[WORK INSTRUCTIONS]
Copy out all of the records below with "strawberry green leaves" replaced by "green strawberry leaves" and nothing else altered.
————
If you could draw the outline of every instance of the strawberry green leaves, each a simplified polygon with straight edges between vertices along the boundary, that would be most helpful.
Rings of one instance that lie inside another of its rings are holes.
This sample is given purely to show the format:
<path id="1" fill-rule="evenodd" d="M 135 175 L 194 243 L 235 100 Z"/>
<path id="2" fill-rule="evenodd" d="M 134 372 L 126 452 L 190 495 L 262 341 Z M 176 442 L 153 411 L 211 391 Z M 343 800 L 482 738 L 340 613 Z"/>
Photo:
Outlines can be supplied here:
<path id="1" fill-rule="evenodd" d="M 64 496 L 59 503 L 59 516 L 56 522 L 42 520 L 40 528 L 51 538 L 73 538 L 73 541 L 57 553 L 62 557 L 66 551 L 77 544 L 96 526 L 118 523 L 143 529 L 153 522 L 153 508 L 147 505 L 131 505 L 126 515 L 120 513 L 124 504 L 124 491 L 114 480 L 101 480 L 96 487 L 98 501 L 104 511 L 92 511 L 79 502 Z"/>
————
[COMPLETE RESPONSE]
If you could draw the outline of every instance of the green strawberry leaves, each a simplified polygon with straight edges between vertices along the boundary, that would be most helpful.
Rings of one instance that lie inside another of its rings are holes.
This sample is given purely to show the format:
<path id="1" fill-rule="evenodd" d="M 135 175 L 194 243 L 235 100 Z"/>
<path id="2" fill-rule="evenodd" d="M 134 372 L 126 452 L 190 495 L 262 341 Z M 176 442 L 153 411 L 211 391 Z M 343 800 L 482 738 L 340 613 Z"/>
Photo:
Outlines can be supplied here:
<path id="1" fill-rule="evenodd" d="M 64 496 L 59 503 L 59 516 L 56 522 L 42 520 L 40 528 L 51 538 L 73 538 L 73 541 L 57 553 L 62 557 L 66 551 L 77 544 L 96 526 L 118 523 L 143 529 L 153 522 L 153 508 L 147 505 L 131 505 L 126 515 L 120 513 L 124 504 L 124 491 L 114 480 L 101 480 L 96 487 L 98 501 L 104 511 L 92 511 L 79 502 Z"/>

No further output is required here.